┏━━

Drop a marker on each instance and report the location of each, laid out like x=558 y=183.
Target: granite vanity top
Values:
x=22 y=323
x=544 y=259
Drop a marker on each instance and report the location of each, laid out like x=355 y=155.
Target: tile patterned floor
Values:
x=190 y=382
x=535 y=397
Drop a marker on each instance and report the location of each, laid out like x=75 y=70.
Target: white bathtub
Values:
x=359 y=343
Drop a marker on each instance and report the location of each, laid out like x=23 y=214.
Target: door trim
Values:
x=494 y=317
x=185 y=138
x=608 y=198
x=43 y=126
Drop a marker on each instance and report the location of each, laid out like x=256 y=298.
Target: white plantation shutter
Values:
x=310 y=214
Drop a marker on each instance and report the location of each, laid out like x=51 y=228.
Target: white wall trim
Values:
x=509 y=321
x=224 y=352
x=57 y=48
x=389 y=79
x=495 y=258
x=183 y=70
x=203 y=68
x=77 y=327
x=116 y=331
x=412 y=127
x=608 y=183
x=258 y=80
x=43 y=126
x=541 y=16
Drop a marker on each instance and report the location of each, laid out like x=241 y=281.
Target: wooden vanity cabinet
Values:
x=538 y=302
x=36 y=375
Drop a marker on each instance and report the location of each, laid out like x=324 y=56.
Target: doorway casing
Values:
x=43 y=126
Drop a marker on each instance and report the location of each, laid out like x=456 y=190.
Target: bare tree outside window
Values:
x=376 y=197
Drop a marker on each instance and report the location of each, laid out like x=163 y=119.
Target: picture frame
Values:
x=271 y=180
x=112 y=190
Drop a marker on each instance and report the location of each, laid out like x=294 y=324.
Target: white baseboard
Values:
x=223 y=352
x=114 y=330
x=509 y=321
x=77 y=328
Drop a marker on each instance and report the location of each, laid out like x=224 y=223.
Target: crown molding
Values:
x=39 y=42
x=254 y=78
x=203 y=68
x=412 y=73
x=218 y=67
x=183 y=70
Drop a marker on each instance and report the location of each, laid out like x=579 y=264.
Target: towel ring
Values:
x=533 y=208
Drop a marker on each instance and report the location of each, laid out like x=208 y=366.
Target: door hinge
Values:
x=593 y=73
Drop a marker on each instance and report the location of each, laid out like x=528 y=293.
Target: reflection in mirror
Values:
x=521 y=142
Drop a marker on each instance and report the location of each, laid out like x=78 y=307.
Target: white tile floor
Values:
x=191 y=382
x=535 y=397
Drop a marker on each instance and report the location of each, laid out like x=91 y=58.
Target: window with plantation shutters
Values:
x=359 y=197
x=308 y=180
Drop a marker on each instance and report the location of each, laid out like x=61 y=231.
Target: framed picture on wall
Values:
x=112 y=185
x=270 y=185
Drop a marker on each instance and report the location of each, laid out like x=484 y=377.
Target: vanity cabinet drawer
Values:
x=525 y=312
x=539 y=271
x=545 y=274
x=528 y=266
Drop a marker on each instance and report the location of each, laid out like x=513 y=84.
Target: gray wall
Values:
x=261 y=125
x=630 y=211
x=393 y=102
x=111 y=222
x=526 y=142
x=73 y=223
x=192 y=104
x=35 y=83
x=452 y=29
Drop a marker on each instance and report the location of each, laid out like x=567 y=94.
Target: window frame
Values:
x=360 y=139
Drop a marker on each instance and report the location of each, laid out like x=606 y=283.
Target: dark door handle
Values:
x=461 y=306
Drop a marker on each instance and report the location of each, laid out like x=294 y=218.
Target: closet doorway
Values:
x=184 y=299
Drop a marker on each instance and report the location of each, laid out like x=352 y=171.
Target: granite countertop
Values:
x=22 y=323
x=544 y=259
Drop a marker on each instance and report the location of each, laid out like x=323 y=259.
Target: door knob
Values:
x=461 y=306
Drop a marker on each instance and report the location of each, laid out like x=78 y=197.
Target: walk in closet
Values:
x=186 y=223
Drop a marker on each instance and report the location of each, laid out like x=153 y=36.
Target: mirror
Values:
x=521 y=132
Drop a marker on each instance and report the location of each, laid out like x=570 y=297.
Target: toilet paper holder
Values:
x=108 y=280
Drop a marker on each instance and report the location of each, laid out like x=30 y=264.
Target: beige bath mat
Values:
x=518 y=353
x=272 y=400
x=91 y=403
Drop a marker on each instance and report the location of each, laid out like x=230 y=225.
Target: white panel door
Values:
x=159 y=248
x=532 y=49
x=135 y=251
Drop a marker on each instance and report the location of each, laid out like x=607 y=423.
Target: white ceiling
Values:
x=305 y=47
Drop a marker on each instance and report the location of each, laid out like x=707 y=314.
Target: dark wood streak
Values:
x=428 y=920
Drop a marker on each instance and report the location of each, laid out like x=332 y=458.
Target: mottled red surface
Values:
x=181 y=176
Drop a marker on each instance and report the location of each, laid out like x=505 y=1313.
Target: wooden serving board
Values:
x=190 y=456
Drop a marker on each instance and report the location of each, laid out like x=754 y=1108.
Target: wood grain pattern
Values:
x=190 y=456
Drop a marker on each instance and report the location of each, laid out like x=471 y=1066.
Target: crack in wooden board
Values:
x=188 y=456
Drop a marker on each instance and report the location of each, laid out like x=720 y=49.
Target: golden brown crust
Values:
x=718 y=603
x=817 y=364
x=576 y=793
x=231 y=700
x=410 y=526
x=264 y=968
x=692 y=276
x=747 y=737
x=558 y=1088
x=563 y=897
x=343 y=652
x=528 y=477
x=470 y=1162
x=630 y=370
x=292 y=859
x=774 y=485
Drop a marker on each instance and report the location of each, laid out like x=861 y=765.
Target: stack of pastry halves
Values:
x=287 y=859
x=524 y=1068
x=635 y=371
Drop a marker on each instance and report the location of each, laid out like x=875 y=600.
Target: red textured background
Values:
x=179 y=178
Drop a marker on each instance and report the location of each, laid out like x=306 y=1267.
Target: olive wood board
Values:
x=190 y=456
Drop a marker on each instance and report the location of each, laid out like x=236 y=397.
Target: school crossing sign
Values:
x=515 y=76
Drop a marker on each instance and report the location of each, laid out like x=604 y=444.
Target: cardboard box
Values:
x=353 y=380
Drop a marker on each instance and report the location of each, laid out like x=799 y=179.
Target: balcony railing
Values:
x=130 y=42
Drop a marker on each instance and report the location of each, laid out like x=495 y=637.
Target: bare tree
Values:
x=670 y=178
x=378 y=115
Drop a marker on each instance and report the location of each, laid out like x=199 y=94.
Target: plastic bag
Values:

┗━━

_Your goal:_ Lines with the word "doorway": copy each one from the data above.

_Answer box:_
Target: doorway casing
Target: closet doorway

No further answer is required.